Point annotation records
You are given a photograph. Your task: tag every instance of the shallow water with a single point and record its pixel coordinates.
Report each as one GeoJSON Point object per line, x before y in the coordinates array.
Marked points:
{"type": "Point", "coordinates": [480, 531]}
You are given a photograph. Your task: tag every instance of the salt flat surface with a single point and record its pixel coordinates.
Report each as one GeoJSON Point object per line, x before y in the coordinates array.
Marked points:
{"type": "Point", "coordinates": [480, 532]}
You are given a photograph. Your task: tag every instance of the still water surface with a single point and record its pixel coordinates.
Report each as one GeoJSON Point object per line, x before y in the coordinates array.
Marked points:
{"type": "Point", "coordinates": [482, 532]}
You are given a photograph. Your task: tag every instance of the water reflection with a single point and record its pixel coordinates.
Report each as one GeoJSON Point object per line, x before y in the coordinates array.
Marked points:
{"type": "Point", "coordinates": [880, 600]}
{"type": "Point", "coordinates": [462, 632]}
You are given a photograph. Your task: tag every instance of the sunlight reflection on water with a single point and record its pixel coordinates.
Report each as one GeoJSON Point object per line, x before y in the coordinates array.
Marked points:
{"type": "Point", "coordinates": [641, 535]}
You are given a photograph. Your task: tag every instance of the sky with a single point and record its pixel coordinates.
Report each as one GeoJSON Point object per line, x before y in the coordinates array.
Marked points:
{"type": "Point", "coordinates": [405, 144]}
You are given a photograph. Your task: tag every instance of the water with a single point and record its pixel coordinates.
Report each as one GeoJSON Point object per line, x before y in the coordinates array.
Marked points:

▶ WORK TO DO
Please copy all of the data above verbatim, line for line.

▶ TASK ANSWER
You are given a photograph. Your task: tag every instance of the shallow water with a single point and record its pixel coordinates.
Report each as one GeoJSON Point object per line, x before y in the coordinates array.
Marked points:
{"type": "Point", "coordinates": [480, 531]}
You are given a photograph. Your task: tag every instance of the salt flat surface with a single point and record its pixel coordinates.
Report each as one GeoJSON Point object per line, x before y in the coordinates array.
Marked points:
{"type": "Point", "coordinates": [480, 532]}
You are given a photograph. Your task: tag every instance of the still water surface with a single point and record its pixel coordinates.
Report each as one GeoJSON Point object per line, x before y in the coordinates array.
Marked points:
{"type": "Point", "coordinates": [482, 532]}
You are given a photograph. Your task: tag every instance of the water reflection with a single point and record its pixel coordinates.
Report each as one GeoJSON Point object per line, x before y in the coordinates array.
Marked points:
{"type": "Point", "coordinates": [880, 600]}
{"type": "Point", "coordinates": [462, 632]}
You are given a photograph. Your task: tag every instance of the sunlight reflection on water with a single point and record its pixel coordinates.
Report each as one GeoJSON Point object per line, x before y in the coordinates array.
Marked points:
{"type": "Point", "coordinates": [641, 535]}
You are given a photograph. Your task: tag every instance of the sky with a single point and record its pixel coordinates.
Report each as one GeoJSON Point object per line, x before y in the coordinates array.
Marked points:
{"type": "Point", "coordinates": [405, 144]}
You are given a photograph. Your task: tag every instance of the water with a single point and record its pixel coordinates.
Report each as one GeoJSON Point object per line, x before y in the coordinates array.
Marked points:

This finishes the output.